Written exercise 1 – Repeat everything in the boxplot tutorial from "import numpy as" down to "np.random.uniform(1, 5, size=5)".

Page extract –

--*--

Another way to look at distribution is to use boxplots:

import numpy as np
import matplotlib as mpl
import matplotlib.pyplot as plt

np.random.seed(2)
mean = np.random.uniform(-10, 10, size=5)
std = np.random.uniform(1, 5, size=5)
data = np.random.normal(loc=mean, scale=std, size=(1000, 5))
labels = [f'Mean: {m:.2f}, std: {s:.2f}' for m, s in zip(mean, std)]
fig, ax = plt.subplots(figsize=(6, 5))
ax.boxplot(data, labels=labels);

png

Slightly better but the labels are overlapping.

We can modify that by changing the setting the labels afterwards:

fig, ax = plt.subplots(figsize=(6, 5))
ax.boxplot(data)
ax.set_xticklabels(labels, rotation=30, ha='right');

png

fig, ax = plt.subplots(figsize=(6, 5))
ax.boxplot(data)
ax.set_xticklabels(labels, rotation=90);

png

Though, as a general point, it is not advised to ask your reader/audience to bend their head. A far better solution is the following:

fig, ax = plt.subplots(figsize=(6, 5))
ax.boxplot(data, labels=labels, vert=False);

png

A similar way to visualise your data is using violin plots:

fig, ax = plt.subplots(figsize=(6, 5))
ax.violinplot(data, vert=False);
ax.set_yticks(range(1, data.shape[1]+1))
ax.set_yticklabels(labels);

png

Or combining both since they provide since they don’t provide exactly the same informations

fig, ax = plt.subplots(figsize=(6, 5))
ax.boxplot(data, labels=labels, vert=False, zorder=100, sym='')

--*--

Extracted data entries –
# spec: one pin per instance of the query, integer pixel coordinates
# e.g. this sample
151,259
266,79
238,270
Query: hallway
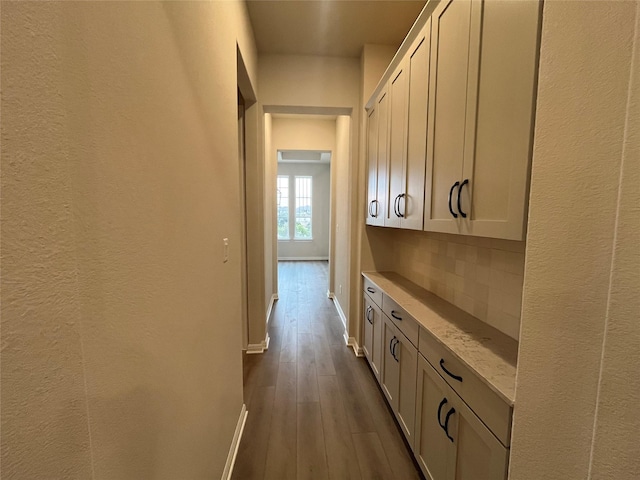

--*--

Written exercise 2 – Present every line of the records as a Markdown table with columns named No. and Entry, one numbered row per line, and skip blank lines. Leave out the pictures.

Final result 1 –
import numpy as np
import matplotlib as mpl
import matplotlib.pyplot as plt

np.random.seed(2)
mean = np.random.uniform(-10, 10, size=5)
std = np.random.uniform(1, 5, size=5)

Final result 2 –
| No. | Entry |
|---|---|
| 1 | # spec: one pin per instance of the query, integer pixel coordinates |
| 2 | # e.g. this sample |
| 3 | 151,259 |
| 4 | 266,79 |
| 5 | 238,270 |
| 6 | Query: hallway |